** WORK TASK **
Reproduce the records in full. Alter nothing.

___ DATA TO USE ___

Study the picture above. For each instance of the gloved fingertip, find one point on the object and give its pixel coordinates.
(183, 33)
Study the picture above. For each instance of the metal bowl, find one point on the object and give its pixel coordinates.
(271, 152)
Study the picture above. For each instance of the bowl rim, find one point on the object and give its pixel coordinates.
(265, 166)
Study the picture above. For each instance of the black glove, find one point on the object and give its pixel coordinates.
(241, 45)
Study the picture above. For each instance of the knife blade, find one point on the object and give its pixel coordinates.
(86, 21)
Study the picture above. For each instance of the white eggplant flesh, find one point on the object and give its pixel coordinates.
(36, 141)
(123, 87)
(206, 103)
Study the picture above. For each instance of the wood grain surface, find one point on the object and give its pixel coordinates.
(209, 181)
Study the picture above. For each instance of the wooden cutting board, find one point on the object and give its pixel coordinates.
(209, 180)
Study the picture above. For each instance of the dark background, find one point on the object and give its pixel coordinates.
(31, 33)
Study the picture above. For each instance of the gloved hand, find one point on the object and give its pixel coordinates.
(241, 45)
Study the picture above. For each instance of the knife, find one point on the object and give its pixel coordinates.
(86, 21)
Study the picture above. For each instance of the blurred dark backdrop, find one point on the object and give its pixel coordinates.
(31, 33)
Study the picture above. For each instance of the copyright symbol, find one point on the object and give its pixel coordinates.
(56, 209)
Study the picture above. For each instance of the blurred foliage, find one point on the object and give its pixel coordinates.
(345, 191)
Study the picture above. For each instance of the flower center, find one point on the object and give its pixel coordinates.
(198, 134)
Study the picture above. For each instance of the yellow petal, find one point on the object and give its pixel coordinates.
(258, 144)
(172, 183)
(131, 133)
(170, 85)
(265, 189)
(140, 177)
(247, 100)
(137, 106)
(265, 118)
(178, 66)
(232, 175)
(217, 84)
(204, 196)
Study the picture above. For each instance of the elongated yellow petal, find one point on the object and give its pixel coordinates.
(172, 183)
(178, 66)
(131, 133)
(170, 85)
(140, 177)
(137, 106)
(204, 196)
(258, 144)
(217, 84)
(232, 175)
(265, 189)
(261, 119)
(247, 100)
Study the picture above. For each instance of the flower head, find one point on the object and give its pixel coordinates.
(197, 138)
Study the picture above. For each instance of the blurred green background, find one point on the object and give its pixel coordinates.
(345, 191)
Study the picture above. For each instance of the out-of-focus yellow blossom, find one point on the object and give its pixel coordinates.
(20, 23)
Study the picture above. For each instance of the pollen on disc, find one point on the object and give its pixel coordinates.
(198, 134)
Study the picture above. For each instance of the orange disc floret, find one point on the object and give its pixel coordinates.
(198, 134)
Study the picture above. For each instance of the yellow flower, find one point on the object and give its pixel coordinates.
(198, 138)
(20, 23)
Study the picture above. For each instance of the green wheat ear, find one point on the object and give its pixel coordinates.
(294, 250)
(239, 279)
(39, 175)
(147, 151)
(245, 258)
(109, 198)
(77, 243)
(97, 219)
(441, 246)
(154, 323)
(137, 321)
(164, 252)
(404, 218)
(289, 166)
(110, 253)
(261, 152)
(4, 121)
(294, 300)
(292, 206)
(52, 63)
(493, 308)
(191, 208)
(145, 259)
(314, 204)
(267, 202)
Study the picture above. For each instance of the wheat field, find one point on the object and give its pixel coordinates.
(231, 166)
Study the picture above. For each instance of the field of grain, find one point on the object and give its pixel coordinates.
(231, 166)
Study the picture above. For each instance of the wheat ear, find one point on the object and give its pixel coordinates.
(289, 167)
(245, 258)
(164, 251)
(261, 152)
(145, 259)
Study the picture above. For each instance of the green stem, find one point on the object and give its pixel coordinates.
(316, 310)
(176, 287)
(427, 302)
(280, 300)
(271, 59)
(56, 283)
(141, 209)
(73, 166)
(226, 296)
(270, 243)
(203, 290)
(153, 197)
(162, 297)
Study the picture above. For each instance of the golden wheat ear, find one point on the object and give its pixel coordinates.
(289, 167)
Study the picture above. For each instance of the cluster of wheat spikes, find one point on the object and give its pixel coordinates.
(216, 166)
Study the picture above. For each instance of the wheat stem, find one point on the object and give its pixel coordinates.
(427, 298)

___

** TASK RESPONSE **
Study the picture above. For each instance of the gloved fingertip, find one point on the object and give its pixel coordinates.
(183, 33)
Study the picture above. For each instance of the metal bowl, find one point on the object and give its pixel coordinates.
(271, 152)
Study the picture above. For each instance of the bowl rim, find one point on the object and give its pixel coordinates.
(265, 166)
Study the picture above. For each instance of the black glove, find one point on the object and give its pixel coordinates.
(241, 45)
Study the picture above. For each instance of the knife blade, find one point on the object and give its pixel coordinates.
(86, 21)
Study the picture above. For each instance of the white eggplant flesh, find one point on the object and give its pixel coordinates.
(36, 141)
(123, 87)
(206, 103)
Study the picture above. For each instance of the wood grain surface, find one point on the object and give its pixel coordinates.
(209, 181)
Study the picture above. For each instance of the wooden cutting board, find one point on the object and give its pixel coordinates.
(209, 180)
Study the picture above. For each instance of the dark background, find one point on the object and give its pixel coordinates.
(31, 33)
Study the picture above. For each instance of the gloved hand, find one point on the object and give its pixel coordinates.
(241, 45)
Study the picture above. For each instance of the knife, find one point on the object and give its pixel coordinates.
(86, 21)
Study the picture above. For each instance of the blurred dark backdrop, find one point on the object and give its pixel coordinates.
(31, 33)
Study the picture above. For each instance of the copyright symbol, find one point on the object and give its pixel coordinates.
(56, 209)
Study the picture above. For each instance of the blurred foliage, find one point on the object and give its pixel coordinates.
(345, 191)
Study the picture above. For each instance of the flower center, find one point on the object and give its pixel coordinates.
(198, 134)
Study the picture above. For each instance of the yellow petal, find one point on the object and give its pixel coordinates.
(258, 144)
(172, 183)
(131, 133)
(170, 85)
(265, 189)
(140, 177)
(247, 100)
(137, 106)
(265, 118)
(178, 66)
(232, 175)
(217, 84)
(204, 196)
Study the picture above. For each instance of the elongated yellow petal, find one point on the object and give its pixel coordinates.
(172, 183)
(178, 66)
(131, 133)
(170, 85)
(140, 177)
(137, 106)
(204, 196)
(258, 144)
(217, 84)
(232, 175)
(265, 189)
(261, 119)
(247, 100)
Study the picture above. For each instance of the flower head, find one point on the object and give its pixel coordinates.
(197, 138)
Study the picture above. For each instance of the blurred green background, find one point on the object and give its pixel coordinates.
(345, 191)
Study the picture above. For each instance of the out-of-focus yellow blossom, find one point on the object and give its pixel coordinates.
(20, 23)
Study the picture above. For each instance of the pollen on disc, find one point on the object and give its pixel coordinates.
(198, 134)
Study the picture above. For each instance of the orange disc floret, find one point on the object and give its pixel coordinates.
(198, 134)
Study the picture above. For each instance of the yellow flower, find one point on the object and give its pixel coordinates.
(198, 138)
(20, 23)
Study the picture above. For each instance of the green wheat ear, find one point on the object and give its pixel coordinates.
(294, 250)
(239, 279)
(39, 175)
(147, 151)
(245, 258)
(109, 198)
(77, 243)
(97, 219)
(441, 246)
(154, 323)
(137, 321)
(164, 252)
(404, 218)
(289, 166)
(110, 253)
(261, 152)
(4, 121)
(294, 300)
(292, 206)
(52, 63)
(493, 308)
(191, 208)
(145, 259)
(314, 204)
(267, 202)
Study the picture above. For each instance of the wheat field, find one point on the object and give its pixel coordinates.
(231, 166)
Study the picture above. For each instance of the field of grain, find one point on the object and give its pixel coordinates.
(231, 166)
Study the picture above. For each instance of the wheat ear, find one point on the object and give its pixel coordinates.
(289, 167)
(245, 258)
(164, 251)
(261, 152)
(145, 259)
Study the picture above. For each instance of the green stem, find one point on the object and give its pixel coordinates.
(316, 310)
(176, 287)
(427, 302)
(280, 300)
(271, 59)
(56, 283)
(141, 209)
(73, 166)
(226, 296)
(270, 243)
(203, 290)
(153, 197)
(162, 297)
Study the picture above. For each instance of the golden wheat ear, find one point on the object and give its pixel coordinates.
(289, 167)
Study the picture above. For each instance of the cluster of wheat spikes, find one point on the object and give its pixel coordinates.
(216, 166)
Study the picture above. For each instance of the wheat stem, find one point on the object and give its pixel coordinates.
(427, 298)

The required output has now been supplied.